Task prompt: Copy every one of the rows below character for character, keeping each line break where it falls.

--- Start Extracted information ---

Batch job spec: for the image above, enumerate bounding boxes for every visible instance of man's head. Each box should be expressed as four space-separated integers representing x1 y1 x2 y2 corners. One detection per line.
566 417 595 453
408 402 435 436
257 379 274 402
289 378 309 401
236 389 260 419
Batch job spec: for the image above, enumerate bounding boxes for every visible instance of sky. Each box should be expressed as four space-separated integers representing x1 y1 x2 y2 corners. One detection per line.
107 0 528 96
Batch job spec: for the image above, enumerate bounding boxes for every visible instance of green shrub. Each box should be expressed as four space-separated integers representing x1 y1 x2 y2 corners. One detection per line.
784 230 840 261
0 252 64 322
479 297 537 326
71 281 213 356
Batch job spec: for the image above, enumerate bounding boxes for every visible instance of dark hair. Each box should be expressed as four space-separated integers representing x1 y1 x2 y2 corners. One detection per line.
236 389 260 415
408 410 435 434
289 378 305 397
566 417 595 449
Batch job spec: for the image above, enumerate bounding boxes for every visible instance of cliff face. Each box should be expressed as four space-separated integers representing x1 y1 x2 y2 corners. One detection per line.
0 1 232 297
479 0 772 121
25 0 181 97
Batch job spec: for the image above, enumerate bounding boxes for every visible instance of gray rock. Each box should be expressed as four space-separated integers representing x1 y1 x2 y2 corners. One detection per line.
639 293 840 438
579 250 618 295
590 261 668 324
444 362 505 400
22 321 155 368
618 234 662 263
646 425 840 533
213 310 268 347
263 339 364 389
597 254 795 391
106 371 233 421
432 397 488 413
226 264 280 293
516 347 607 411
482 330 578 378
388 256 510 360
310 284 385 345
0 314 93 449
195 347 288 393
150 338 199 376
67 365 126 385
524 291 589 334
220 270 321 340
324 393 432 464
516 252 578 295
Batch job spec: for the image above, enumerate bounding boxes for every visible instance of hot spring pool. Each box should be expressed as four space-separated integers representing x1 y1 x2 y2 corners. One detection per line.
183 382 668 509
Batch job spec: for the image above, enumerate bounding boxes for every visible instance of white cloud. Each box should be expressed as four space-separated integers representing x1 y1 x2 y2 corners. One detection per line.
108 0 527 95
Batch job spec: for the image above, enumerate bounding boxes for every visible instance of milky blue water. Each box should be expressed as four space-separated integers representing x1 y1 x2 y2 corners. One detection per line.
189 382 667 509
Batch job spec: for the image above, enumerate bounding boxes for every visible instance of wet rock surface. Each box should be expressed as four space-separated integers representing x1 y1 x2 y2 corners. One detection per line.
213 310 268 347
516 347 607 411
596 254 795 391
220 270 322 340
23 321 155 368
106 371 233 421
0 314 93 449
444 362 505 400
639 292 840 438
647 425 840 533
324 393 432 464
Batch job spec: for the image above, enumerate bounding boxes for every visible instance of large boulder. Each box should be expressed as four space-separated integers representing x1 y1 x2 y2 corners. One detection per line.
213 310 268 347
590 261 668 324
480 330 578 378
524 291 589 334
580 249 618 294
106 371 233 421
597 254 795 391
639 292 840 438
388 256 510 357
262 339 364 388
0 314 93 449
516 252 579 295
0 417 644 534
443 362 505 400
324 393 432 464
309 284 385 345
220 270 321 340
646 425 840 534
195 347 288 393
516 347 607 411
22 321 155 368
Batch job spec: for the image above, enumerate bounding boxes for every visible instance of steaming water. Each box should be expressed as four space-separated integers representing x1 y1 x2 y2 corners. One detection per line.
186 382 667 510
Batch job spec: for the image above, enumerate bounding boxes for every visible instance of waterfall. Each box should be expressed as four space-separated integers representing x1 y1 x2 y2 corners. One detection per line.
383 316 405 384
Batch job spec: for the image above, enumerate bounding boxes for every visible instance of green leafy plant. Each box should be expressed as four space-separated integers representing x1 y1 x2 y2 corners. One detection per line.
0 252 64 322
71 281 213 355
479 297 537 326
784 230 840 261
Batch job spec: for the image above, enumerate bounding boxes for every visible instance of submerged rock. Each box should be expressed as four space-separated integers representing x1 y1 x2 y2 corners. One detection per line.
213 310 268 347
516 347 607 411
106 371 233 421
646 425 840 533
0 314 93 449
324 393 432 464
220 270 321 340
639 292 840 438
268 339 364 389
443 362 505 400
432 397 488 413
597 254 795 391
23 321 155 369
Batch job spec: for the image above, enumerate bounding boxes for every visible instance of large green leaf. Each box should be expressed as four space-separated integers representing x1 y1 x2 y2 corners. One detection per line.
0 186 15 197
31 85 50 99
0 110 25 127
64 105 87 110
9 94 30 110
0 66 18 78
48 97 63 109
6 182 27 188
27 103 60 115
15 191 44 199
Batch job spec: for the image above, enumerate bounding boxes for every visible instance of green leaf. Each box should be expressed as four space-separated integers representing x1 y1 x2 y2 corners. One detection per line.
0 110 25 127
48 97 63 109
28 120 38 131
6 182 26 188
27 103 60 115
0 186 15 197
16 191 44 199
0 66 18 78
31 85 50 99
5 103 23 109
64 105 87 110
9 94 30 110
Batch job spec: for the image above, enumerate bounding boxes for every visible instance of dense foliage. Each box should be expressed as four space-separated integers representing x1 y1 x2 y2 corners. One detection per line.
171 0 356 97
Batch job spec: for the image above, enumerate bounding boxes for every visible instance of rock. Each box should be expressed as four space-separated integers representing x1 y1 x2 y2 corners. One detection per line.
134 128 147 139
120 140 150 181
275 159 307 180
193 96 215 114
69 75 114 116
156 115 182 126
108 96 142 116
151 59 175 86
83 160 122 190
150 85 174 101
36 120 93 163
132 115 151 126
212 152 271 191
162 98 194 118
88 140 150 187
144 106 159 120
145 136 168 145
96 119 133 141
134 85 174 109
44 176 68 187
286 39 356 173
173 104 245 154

--- End Extracted information ---

Answer to this task:
Batch job spec: for the image above, enumerate bounding boxes for every visible instance of man's head. Each box should be expressed as four space-separated integers representing x1 y1 x2 y2 corners. One detection per line.
566 417 595 453
408 402 435 436
257 379 274 402
289 378 309 401
236 389 260 419
Batch job spec: for the image above, enumerate bounding boxes for every visible instance of sky. Each box should be expressed as four space-separated integers representing x1 y1 x2 y2 corners. One detection per line.
107 0 528 96
Batch job spec: for the image above, enumerate bounding boxes for every visible instance of green shrub. Each box should be expressed as four space-separated integers representing x1 y1 x2 y2 corners. One detection per line.
784 230 840 261
0 252 64 322
479 297 537 326
71 281 213 356
Batch job spec: for the image above, enumerate bounding boxes for every visible instance of dark hair. Each box should be expressed as four space-separated integers representing x1 y1 x2 y2 corners. One detection per line.
236 389 260 415
408 410 435 434
289 378 305 397
566 417 595 449
Batch job spec: for the image above, enumerate bounding boxes for every visible instance of cliff face. Each box should be expressed as four space-separated integers representing x1 y1 x2 y2 corners. One detection per line.
0 1 232 297
479 0 772 121
25 0 181 97
Batch job spec: for the image above, enumerate bounding boxes for every visible instance of gray rock. Each box should be expressed as four space-separated integers representing x1 y1 x2 y2 corners. One detection per line.
639 293 840 438
579 250 618 295
590 261 668 324
444 362 505 400
22 321 155 368
618 234 662 263
646 425 840 533
213 310 268 347
263 339 364 389
597 254 795 391
106 371 233 421
432 397 488 413
226 264 280 293
516 347 607 411
482 330 578 378
388 256 510 360
310 284 385 345
0 314 93 449
195 347 288 393
150 338 199 376
67 365 126 385
524 291 589 334
220 270 321 340
324 393 432 464
516 252 578 295
Batch job spec: for the image above, enumerate bounding boxes for every visible instance of hot spring pool. Each box should be expressed as four space-separated integers representing x1 y1 x2 y2 corners. One detection per line.
183 382 668 509
Batch job spec: for the image above, enumerate bounding boxes for every visible instance of white cloud. Each box should be expressed as four space-separated integers representing x1 y1 x2 y2 corners. One detection per line.
108 0 527 95
Batch job spec: for the image above, enumerate bounding boxes for every visible instance of milky blue water. Each box should be expressed as four space-separated integers representing x1 y1 x2 y2 corners. One detection per line.
189 382 667 509
Batch job spec: for the image above, enumerate bounding boxes for every visible instance of wet rock surface. Each box should be expressed as four space-separated integers representing x1 y1 x2 y2 corners. One detection per line.
213 310 268 347
516 347 607 411
596 254 795 391
220 270 322 340
23 321 155 368
106 371 233 421
0 314 93 449
444 362 505 400
639 292 840 438
647 425 840 533
324 393 432 464
Batch job spec: for the image above, enumerate bounding boxes for every visible instance of large boulder. Each box should be expressed as four space-separated integers representing x1 y1 x2 y2 corners. One detection per line.
213 310 268 347
590 261 668 324
480 330 578 378
524 291 589 334
580 249 618 294
106 371 233 421
597 254 795 391
639 292 840 438
388 256 510 357
262 339 364 388
0 314 93 449
516 252 579 295
0 417 644 534
443 362 505 400
324 393 432 464
309 284 385 345
220 270 321 340
646 425 840 534
195 347 288 393
516 347 607 411
22 321 155 368
Batch job spec: for the image above, enumerate bounding boxes for every visible instance of steaming water. Each box should be expressed as four space-separated integers representing x1 y1 x2 y2 corners. One detection per line.
186 382 667 510
Batch job spec: for the image above, enumerate bounding boxes for every visible instance of waterfall. Each box should be expressed as four space-separated integers representing x1 y1 x2 y2 corners. One detection per line.
383 316 405 384
Batch job spec: for the image above, enumerate bounding boxes for every visible instance of green leafy plant. Each box should be expressed as four space-separated integers representing x1 y1 x2 y2 corners. One detection per line.
0 252 64 322
71 281 213 355
479 297 537 326
784 230 840 261
Batch job spec: for the image above, enumerate bounding boxes for every visible instance of submerged rock. Each box should be expressed as four space-separated integers representing x1 y1 x2 y2 corners. One detection per line.
213 310 268 347
516 347 607 411
106 371 233 421
646 425 840 533
0 314 93 449
324 393 432 464
220 270 321 340
639 292 840 438
268 339 364 389
443 362 505 400
432 397 488 413
597 254 795 391
23 321 155 369
Batch job spec: for the image above, enumerate bounding boxes for every visible instance of large green leaf. Each box should be expressed as four space-separated integers representing x1 y1 x2 y2 corners. One detection per line.
0 186 15 197
31 85 50 99
0 110 25 127
64 105 87 110
9 94 30 110
0 66 18 78
48 97 63 109
6 182 27 188
27 103 60 115
15 191 44 199
Batch job spec: for the image above, enumerate bounding boxes for every visible instance of green leaf. Each box should be expressed as four space-separated integers representing x1 y1 x2 y2 corners. One detection per line.
0 110 25 127
48 97 63 109
28 120 38 131
6 182 26 188
27 103 60 115
0 186 15 197
16 191 44 199
0 66 18 78
31 85 50 99
5 103 23 109
64 105 87 110
9 94 30 110
Batch job spec: for the image above, enumerate bounding boxes for every visible instance of dense foliage. Each box should be expressed as four space-separated integers representing x1 y1 x2 y2 corners. One detection per line.
171 0 356 97
Batch job spec: for the image above, enumerate bounding boxes for every visible instance of rock. Each box should be expressed as four space-separated integers representing x1 y1 x2 y2 corners. One detection per line.
134 128 147 139
120 140 150 181
275 159 307 180
193 96 215 114
69 75 114 116
156 115 182 126
108 96 142 116
151 59 175 86
83 160 122 190
150 85 174 101
36 120 93 163
132 115 151 126
212 152 271 191
162 98 194 118
88 140 150 187
144 106 159 120
145 136 168 145
96 119 133 141
134 85 174 109
44 176 68 187
286 39 356 173
173 104 245 154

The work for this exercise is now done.